▸ **Required work**:
Transcribe the lines of the records starting with the one that has "leg in the photo above. Give pixel coordinates." in it and ending with the last, and transcribe nothing else.

▸ **Records for this task**:
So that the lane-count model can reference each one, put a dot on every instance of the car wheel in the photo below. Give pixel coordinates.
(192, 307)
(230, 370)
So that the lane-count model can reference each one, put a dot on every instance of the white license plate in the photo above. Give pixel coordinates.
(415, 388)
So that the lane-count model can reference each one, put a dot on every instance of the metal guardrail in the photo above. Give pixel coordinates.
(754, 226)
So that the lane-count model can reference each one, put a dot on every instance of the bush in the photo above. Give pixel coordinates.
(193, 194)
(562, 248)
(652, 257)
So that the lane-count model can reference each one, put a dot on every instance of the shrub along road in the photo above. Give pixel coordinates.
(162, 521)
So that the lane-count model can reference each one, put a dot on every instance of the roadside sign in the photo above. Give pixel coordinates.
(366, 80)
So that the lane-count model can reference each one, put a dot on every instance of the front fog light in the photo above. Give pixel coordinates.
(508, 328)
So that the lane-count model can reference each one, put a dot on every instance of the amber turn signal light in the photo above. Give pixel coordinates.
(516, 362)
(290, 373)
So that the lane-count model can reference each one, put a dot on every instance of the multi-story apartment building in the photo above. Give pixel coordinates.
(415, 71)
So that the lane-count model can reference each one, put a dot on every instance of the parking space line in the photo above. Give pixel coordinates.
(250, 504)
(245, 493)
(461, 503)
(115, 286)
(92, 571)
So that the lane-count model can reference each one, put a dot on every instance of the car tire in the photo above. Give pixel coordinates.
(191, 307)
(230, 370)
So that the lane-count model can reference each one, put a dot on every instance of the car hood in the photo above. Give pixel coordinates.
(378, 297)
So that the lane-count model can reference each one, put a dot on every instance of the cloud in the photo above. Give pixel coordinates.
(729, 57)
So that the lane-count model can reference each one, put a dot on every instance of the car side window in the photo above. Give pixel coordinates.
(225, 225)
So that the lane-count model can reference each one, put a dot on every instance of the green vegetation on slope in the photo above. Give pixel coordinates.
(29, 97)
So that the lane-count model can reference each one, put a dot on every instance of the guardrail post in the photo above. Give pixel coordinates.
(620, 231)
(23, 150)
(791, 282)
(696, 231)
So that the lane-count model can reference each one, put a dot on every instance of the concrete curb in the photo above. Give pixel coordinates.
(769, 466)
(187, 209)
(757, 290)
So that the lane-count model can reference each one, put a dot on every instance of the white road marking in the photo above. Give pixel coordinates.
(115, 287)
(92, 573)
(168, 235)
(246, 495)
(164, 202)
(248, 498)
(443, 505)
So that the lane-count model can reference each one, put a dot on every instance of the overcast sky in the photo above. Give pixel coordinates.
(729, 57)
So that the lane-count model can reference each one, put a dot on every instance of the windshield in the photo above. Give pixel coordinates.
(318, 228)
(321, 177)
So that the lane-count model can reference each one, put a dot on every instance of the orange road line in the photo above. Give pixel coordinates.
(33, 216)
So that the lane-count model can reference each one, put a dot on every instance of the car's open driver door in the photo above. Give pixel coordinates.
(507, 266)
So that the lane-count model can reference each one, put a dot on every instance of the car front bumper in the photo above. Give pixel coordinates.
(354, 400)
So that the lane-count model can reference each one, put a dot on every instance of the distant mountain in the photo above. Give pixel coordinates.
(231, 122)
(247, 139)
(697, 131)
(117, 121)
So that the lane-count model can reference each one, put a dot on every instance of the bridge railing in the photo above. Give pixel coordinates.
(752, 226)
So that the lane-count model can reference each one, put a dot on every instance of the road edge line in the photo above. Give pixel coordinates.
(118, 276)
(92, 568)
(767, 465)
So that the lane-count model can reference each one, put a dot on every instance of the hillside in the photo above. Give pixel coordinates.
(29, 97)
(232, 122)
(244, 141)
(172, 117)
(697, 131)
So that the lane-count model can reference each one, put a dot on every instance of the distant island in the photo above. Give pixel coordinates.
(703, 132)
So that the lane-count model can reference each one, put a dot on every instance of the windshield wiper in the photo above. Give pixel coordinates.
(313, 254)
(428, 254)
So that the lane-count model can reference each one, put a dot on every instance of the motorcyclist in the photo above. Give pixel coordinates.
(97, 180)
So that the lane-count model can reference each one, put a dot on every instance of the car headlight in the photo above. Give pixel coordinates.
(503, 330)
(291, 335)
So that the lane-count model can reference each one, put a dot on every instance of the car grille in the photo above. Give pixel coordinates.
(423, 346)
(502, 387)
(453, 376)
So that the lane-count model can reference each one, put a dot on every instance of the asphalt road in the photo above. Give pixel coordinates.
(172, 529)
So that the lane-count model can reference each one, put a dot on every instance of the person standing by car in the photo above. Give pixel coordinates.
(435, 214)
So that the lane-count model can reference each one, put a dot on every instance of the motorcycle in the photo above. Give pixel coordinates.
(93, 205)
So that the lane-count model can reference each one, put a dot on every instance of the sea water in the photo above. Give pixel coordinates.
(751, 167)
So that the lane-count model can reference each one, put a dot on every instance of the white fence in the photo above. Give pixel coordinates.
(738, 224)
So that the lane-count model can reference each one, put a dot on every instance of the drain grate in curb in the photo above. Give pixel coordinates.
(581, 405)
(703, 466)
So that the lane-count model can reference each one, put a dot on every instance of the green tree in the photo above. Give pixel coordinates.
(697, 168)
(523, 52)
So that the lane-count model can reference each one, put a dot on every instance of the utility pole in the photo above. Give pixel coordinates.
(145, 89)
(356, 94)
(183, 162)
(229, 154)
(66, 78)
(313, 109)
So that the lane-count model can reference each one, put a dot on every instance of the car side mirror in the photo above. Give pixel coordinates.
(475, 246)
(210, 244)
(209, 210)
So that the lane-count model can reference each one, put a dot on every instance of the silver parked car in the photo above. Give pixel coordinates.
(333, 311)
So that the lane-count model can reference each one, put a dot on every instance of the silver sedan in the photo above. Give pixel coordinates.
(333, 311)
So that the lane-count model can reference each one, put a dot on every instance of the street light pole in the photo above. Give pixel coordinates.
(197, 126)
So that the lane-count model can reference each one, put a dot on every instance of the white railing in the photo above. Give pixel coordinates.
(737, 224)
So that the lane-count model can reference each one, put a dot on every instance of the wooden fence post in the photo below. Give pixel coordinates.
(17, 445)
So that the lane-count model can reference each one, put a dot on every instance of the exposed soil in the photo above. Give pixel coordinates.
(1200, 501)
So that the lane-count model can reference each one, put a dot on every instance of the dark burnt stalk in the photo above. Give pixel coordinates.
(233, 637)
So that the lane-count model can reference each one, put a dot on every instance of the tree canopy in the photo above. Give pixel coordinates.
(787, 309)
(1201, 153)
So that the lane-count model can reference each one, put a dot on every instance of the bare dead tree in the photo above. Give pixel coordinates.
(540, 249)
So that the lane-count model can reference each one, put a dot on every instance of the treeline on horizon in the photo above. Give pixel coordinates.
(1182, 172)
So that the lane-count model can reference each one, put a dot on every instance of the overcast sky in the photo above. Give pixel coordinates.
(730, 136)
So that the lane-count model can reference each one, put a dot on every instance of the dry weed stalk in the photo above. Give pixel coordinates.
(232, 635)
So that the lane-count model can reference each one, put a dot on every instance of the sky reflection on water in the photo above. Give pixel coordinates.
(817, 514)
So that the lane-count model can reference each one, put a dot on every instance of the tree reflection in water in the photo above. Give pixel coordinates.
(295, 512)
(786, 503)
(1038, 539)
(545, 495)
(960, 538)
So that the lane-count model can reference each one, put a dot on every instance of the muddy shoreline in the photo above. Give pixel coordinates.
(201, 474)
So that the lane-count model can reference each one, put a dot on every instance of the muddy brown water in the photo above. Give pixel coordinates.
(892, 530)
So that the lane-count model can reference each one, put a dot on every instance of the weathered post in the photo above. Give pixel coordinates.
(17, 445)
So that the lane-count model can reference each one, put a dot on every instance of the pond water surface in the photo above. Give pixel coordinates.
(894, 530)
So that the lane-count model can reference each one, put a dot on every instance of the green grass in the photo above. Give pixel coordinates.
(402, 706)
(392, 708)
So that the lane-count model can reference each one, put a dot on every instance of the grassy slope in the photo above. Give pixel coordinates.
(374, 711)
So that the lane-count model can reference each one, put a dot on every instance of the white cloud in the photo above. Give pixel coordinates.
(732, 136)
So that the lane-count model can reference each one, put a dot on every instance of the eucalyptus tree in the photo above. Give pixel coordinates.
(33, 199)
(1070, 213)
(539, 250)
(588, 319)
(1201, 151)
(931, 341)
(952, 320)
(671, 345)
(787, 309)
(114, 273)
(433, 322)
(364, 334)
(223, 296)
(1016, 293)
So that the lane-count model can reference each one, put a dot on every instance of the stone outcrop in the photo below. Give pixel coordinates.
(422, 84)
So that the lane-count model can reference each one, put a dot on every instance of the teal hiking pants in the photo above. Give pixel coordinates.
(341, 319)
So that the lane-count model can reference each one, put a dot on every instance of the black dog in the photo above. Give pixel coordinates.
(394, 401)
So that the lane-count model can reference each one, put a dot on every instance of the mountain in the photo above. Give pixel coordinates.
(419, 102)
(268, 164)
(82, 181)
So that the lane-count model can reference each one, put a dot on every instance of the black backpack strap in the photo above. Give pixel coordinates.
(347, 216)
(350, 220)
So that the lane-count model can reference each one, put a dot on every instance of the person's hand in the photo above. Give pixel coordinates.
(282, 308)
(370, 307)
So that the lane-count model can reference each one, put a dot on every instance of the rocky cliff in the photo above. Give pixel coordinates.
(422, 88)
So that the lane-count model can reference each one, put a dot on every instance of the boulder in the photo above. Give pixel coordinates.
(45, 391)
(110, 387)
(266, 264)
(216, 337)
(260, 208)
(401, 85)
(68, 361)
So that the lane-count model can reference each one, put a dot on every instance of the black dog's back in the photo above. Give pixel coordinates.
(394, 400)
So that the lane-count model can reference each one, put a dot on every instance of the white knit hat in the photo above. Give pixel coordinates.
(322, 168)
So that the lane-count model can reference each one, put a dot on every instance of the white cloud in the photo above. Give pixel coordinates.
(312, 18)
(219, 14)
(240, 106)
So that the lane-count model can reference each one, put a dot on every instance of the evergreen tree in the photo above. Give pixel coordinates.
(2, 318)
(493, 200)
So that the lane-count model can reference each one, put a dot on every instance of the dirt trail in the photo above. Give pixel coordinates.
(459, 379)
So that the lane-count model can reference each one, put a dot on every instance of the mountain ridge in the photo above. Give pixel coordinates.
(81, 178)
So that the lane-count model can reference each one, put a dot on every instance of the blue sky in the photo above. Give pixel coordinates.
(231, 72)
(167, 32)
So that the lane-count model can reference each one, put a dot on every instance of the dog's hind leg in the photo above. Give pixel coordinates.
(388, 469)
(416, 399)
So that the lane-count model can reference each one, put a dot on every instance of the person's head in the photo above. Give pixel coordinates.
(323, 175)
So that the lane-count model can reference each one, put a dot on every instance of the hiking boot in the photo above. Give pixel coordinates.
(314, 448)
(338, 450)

▸ **Task output**:
So that the lane-count model can reference each one, put a dot on every instance of the dog's hind leg in the photo above. Give pixel coordinates.
(388, 469)
(416, 399)
So that the lane-count model can reference each one, put a dot on every instance of the person's head in the photo above. Give pixel coordinates.
(323, 175)
So that the lane-count model can reference each one, put a dot on every instance of the hiking boot in the photo above. Give pixel coordinates.
(314, 448)
(338, 450)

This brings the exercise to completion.